** Opening Data in this exercise block **

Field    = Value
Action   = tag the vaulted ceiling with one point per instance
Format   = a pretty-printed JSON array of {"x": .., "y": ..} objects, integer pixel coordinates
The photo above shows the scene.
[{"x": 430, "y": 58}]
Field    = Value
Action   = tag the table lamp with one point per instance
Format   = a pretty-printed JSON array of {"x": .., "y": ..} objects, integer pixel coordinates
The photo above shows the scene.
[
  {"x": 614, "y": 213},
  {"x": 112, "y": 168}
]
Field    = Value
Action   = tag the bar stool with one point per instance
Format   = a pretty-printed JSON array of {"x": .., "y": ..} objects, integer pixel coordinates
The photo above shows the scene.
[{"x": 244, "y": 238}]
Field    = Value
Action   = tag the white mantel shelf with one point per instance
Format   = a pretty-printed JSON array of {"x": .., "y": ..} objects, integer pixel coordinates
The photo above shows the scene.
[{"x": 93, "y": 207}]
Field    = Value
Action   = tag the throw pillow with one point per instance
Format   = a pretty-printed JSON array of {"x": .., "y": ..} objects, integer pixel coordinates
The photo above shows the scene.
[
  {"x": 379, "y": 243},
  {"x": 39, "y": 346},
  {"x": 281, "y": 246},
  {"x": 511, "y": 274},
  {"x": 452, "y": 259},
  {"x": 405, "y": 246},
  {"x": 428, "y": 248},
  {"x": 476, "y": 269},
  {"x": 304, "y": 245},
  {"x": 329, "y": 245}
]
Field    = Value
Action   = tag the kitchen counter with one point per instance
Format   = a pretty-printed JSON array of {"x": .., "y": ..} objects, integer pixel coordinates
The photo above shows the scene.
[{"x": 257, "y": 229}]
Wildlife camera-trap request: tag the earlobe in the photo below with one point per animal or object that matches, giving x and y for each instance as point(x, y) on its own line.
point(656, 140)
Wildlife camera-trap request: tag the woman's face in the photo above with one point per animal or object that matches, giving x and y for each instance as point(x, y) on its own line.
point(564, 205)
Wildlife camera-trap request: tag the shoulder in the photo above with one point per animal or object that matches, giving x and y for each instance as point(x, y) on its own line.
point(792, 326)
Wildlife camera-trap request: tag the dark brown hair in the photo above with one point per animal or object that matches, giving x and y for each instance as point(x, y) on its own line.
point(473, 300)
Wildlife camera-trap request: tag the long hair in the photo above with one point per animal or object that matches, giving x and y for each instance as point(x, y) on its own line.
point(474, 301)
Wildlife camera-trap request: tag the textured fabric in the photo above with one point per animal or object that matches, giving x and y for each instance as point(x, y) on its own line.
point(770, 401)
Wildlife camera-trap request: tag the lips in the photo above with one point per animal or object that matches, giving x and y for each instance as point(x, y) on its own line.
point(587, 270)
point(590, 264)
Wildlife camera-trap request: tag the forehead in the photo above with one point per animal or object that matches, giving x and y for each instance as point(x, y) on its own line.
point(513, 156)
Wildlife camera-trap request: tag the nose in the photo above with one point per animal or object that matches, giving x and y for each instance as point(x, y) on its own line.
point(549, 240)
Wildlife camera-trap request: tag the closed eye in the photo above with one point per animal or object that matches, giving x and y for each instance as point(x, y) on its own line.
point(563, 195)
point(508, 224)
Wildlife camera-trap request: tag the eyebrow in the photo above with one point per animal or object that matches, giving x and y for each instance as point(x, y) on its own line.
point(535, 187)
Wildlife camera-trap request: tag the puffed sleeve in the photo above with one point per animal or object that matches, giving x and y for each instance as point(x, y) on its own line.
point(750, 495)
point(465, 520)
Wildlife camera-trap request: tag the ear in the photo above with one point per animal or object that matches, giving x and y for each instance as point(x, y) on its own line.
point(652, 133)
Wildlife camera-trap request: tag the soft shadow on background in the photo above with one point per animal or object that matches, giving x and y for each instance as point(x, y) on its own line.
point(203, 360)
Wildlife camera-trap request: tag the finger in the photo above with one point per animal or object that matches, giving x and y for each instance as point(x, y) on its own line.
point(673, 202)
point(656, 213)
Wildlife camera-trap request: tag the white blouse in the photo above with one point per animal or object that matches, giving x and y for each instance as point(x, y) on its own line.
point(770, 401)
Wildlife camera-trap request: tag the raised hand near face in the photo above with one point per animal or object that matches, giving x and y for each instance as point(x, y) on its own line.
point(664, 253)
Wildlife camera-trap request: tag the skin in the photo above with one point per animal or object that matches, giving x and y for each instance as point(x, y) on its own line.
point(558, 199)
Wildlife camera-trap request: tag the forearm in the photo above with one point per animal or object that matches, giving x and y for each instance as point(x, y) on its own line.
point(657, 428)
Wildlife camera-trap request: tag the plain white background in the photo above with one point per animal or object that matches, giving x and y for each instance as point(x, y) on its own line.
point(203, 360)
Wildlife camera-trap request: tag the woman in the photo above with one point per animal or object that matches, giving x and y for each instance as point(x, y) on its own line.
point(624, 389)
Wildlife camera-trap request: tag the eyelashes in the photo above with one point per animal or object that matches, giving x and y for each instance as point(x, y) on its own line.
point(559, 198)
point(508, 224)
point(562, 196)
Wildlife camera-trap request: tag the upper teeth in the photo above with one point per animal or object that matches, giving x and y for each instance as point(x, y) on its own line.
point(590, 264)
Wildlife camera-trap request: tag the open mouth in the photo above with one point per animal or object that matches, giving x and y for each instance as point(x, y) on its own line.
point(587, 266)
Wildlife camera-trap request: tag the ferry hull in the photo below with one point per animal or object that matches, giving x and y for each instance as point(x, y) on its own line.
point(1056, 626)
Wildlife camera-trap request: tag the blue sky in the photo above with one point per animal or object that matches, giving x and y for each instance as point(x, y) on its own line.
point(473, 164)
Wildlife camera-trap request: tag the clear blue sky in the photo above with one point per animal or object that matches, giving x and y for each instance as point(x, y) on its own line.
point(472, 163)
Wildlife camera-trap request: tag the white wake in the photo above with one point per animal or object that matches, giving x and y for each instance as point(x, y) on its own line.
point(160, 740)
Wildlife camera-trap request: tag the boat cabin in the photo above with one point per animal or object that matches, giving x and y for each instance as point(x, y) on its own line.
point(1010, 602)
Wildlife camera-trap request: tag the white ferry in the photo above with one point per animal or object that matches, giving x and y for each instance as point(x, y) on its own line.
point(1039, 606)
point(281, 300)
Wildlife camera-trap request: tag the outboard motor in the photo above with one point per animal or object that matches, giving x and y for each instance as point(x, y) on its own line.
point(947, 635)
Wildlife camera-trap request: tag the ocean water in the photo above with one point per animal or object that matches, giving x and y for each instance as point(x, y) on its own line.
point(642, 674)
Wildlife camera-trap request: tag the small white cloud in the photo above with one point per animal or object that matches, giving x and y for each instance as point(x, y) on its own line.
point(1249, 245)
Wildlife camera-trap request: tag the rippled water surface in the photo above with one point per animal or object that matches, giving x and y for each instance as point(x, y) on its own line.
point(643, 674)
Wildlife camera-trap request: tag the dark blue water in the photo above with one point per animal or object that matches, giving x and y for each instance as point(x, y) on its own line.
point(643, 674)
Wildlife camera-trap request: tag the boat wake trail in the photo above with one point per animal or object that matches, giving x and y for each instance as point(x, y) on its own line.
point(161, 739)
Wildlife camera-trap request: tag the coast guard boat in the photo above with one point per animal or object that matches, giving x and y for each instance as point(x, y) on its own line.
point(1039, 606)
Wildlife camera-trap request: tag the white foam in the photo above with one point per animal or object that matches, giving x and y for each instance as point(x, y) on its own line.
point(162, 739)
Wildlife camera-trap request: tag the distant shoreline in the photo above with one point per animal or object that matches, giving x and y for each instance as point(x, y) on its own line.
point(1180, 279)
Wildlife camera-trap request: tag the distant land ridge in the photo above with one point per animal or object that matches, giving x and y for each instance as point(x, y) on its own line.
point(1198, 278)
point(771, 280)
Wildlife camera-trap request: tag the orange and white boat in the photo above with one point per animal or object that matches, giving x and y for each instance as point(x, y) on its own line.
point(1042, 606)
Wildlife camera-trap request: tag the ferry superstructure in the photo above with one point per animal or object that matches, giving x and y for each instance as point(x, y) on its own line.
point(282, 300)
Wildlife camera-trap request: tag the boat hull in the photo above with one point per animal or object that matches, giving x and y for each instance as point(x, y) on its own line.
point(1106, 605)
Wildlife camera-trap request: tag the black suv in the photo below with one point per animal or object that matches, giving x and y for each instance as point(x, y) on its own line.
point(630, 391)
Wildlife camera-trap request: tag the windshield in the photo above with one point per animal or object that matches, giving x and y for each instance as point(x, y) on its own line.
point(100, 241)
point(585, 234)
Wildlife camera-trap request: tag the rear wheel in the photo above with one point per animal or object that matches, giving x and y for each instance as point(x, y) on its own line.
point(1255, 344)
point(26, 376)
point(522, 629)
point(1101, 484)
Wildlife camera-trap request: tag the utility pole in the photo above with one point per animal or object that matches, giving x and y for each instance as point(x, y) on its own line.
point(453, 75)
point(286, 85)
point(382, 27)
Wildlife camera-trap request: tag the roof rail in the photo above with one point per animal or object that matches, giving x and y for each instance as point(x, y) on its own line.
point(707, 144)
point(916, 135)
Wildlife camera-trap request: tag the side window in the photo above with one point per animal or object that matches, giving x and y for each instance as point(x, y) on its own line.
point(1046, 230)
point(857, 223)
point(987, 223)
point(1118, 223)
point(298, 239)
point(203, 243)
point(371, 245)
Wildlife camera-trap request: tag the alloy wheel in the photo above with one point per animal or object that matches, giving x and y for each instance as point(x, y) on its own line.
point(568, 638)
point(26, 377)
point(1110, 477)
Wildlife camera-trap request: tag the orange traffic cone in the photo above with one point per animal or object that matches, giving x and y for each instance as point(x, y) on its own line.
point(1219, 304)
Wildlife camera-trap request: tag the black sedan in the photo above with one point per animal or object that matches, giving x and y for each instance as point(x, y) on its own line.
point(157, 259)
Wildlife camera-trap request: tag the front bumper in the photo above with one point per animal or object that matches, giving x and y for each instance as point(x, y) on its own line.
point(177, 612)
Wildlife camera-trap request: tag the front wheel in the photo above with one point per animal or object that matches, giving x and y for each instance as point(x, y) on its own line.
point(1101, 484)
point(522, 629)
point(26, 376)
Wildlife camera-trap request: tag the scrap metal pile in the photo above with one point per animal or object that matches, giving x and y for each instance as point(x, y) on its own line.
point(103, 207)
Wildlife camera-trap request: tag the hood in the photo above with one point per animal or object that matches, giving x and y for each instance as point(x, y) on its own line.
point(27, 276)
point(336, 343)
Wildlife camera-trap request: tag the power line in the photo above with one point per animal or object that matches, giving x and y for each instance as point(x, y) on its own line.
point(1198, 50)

** Closing Data in this exercise block **

- [What the task requires]:
When the word "Action" appears in a line of the listing, copy that line.

- [Written answer]:
Action   = tag the vaulted ceiling with one point per instance
Action   = tag the table lamp with one point per instance
Action   = tag the bar stool with one point per instance
Action   = tag the white mantel shelf with one point per instance
Action   = tag the throw pillow with one point per instance
Action   = tag the kitchen counter with one point per instance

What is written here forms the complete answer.